start Document segment

A Conversation for The Forum

Your country needs you!

Post 1

badger party tony party green party

In fact the armed services needs people so badly they are increasing their advertising spend to get the people it needs.

http://www.huffingtonpost.com/2006/10/09/armys-200-million-ad-co_n_31321.html

http://money.guardian.co.uk/workweekly/story/0,,1820418,00.html

It is even concerned about people who were prviously regarded as unwanted in the forces.
http://www.guardian.co.uk/gayrights/story/0,,1418932,00.html

What in an advert would have made you join up?

If you have signed up for the armed forces what made you want to take the plunge?

Why havent the previous adverts done the job of getting enough young people in?

one love smiley - rainbow


Your country needs you!

Post 2

Whisky

"If you have signed up for the armed forces what made you want to take the plunge?"

I ended up spending six years in the Royal Navy because it was raining one day... (And that's the truth!)



Grew up in a military family and despite the pressure _not_ to join the forces (which went something along the lines of "If you _really_ want to, I can't stop you - but if you go and join the army as a basic squaddie I'll shoot you myself!" from my Dad). Can't say there was one single thing that made me join - Probably a combination of seeing how it works from the inside, an overly romantic image from too many American War Films, a lack of 'interesting' jobs where I was living and the sense of adventure that all youngsters have in them...

end Document segment
start Supplied information

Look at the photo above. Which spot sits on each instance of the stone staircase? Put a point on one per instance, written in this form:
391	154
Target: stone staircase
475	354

end Supplied information

- What this exercise asks -
- A) In the forum thread, retype the passage starting at "In fact the" and ending at "in the forces.".
- B) List every web address that appears in the forum thread.
- C) For each statement, say whether the forum thread agrees, and quote the words that decide it. (i) The first post says the armed services are raising their advertising spending. (ii) Whisky spent six years in the army. (iii) The writer who grew up in a military family names one single thing that led to joining.

- Answer set -
- A)
In fact the armed services needs people so badly they are increasing their advertising spend to get the people it needs.

http://www.huffingtonpost.com/2006/10/09/armys-200-million-ad-co_n_31321.html

http://money.guardian.co.uk/workweekly/story/0,,1820418,00.html

It is even concerned about people who were prviously regarded as unwanted in the forces.

- B)
http://www.huffingtonpost.com/2006/10/09/armys-200-million-ad-co_n_31321.html
http://money.guardian.co.uk/workweekly/story/0,,1820418,00.html
http://www.guardian.co.uk/gayrights/story/0,,1418932,00.html

- C)
(i) Yes: "they are increasing their advertising spend to get the people it needs."
(ii) No: "I ended up spending six years in the Royal Navy because it was raining one day"
(iii) No: "Can't say there was one single thing that made me join"